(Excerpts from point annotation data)
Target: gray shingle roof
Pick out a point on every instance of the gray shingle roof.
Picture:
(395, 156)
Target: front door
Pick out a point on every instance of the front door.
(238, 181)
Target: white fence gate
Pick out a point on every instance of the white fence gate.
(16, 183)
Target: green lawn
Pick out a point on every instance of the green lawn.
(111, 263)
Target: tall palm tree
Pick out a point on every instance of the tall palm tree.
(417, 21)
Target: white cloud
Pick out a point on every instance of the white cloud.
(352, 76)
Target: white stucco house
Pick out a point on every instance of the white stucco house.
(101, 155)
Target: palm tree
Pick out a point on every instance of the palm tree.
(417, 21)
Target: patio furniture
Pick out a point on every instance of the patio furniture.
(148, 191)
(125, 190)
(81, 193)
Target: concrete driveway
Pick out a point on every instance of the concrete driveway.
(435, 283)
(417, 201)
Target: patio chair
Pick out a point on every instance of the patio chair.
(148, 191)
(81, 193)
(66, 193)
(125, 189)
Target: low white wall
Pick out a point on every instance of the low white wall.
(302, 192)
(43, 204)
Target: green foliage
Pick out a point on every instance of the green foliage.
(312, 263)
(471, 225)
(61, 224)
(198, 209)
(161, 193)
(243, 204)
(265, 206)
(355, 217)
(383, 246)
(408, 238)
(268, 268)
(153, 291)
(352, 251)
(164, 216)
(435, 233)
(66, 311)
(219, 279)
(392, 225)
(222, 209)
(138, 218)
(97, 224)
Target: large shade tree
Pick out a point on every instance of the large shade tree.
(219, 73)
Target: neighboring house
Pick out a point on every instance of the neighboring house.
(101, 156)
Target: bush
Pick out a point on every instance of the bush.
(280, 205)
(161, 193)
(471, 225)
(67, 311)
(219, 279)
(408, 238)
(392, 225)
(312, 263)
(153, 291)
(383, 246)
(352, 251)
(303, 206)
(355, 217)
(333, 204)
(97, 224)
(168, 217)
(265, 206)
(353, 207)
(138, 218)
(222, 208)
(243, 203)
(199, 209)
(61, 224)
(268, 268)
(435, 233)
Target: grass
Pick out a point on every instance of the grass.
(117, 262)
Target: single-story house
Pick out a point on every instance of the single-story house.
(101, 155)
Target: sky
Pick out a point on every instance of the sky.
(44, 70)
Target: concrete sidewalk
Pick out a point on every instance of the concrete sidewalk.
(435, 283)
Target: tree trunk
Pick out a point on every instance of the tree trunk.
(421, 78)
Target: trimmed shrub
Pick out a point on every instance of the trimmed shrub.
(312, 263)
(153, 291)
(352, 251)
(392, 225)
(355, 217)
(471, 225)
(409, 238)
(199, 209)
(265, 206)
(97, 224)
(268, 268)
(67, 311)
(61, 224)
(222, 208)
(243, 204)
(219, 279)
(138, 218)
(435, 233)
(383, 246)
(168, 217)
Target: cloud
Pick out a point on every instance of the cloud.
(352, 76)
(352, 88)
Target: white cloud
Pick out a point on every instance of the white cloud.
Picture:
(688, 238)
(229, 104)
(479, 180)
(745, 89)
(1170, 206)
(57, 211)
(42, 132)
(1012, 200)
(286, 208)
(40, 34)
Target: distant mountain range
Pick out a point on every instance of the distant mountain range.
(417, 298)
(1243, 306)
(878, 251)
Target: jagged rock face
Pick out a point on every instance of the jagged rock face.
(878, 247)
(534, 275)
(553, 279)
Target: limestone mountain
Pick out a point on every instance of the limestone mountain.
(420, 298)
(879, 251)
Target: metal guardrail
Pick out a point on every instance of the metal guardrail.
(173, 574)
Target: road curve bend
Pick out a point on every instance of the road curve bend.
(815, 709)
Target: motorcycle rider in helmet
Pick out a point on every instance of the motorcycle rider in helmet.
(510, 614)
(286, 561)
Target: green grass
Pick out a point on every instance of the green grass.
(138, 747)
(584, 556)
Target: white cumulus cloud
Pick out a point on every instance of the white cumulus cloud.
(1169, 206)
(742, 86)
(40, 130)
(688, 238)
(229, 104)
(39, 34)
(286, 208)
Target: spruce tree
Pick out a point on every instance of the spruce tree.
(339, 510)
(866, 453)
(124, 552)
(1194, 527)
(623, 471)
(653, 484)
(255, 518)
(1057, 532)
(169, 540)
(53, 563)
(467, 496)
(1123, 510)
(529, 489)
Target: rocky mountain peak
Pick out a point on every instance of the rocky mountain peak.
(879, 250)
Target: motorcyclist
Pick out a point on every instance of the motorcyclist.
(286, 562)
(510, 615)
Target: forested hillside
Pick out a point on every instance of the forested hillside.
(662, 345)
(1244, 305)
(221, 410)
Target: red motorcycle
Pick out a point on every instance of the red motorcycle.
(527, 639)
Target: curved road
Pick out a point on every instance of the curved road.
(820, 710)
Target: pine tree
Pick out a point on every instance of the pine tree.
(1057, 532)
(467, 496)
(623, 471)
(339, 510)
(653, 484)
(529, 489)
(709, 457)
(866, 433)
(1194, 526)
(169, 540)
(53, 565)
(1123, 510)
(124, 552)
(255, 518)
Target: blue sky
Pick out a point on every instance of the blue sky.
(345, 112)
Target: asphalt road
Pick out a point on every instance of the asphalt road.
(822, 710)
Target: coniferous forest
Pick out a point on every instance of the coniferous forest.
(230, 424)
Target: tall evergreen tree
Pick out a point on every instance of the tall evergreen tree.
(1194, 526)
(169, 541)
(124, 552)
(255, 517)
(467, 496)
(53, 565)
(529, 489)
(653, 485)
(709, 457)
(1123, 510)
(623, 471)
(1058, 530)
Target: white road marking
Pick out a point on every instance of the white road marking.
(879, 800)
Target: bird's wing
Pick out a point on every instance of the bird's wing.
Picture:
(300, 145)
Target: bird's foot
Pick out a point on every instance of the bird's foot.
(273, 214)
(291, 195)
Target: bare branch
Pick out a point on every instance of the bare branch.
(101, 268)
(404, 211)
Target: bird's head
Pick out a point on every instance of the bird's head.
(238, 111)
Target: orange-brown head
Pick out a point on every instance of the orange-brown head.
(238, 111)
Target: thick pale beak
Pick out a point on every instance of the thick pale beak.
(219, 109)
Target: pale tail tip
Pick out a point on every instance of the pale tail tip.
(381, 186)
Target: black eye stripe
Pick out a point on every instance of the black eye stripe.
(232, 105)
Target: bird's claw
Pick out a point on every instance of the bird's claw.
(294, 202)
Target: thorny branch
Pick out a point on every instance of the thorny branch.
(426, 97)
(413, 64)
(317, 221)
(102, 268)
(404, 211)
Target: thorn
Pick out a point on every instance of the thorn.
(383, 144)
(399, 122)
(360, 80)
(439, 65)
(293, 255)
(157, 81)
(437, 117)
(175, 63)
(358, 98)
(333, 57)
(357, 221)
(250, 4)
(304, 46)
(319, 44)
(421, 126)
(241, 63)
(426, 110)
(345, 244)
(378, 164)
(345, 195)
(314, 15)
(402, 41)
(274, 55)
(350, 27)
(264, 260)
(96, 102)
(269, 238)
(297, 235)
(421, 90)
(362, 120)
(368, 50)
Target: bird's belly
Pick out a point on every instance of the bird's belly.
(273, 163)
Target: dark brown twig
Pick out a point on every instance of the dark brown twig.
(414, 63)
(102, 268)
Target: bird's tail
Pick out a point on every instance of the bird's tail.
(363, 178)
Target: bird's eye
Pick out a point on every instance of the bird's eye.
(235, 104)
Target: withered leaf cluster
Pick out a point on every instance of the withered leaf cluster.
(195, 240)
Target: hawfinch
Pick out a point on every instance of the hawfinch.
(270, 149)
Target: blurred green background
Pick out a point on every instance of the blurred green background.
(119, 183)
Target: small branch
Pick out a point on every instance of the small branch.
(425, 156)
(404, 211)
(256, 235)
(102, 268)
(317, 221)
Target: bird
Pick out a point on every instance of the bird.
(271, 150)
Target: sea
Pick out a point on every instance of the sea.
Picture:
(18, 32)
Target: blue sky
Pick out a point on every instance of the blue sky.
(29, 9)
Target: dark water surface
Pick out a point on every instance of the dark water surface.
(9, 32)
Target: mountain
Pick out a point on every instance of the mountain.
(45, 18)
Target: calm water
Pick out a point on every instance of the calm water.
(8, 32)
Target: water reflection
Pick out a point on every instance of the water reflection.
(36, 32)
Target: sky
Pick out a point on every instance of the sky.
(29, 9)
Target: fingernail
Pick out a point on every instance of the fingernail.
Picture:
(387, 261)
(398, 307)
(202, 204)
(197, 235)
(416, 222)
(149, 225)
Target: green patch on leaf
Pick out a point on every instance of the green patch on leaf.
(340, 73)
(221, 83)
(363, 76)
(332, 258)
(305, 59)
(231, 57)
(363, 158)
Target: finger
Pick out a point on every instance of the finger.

Description of the task:
The lines to reproduce run from the one that contains "Target: sea" through the last line above; copy them exactly.

Final result:
Target: sea
Pick out a point on every instance of the sea.
Picture:
(18, 32)
Target: blue sky
Pick out a point on every instance of the blue sky.
(29, 9)
Target: dark water surface
Pick out a point on every instance of the dark water surface.
(9, 32)
Target: mountain
Pick out a point on every instance of the mountain.
(45, 18)
Target: calm water
Pick out a point on every instance of the calm water.
(8, 32)
Target: water reflection
Pick out a point on every instance of the water reflection.
(36, 32)
Target: sky
Pick out a point on every instance of the sky.
(29, 9)
Target: fingernail
Pick out a point on every instance of the fingernail.
Picture:
(387, 261)
(398, 307)
(202, 204)
(197, 235)
(416, 222)
(149, 225)
Target: green patch on leaf
Pick out a point on every instance of the green patch on leaf.
(340, 73)
(221, 83)
(363, 76)
(332, 258)
(305, 59)
(231, 57)
(363, 158)
Target: finger
Pick out a point on every instance of the finger.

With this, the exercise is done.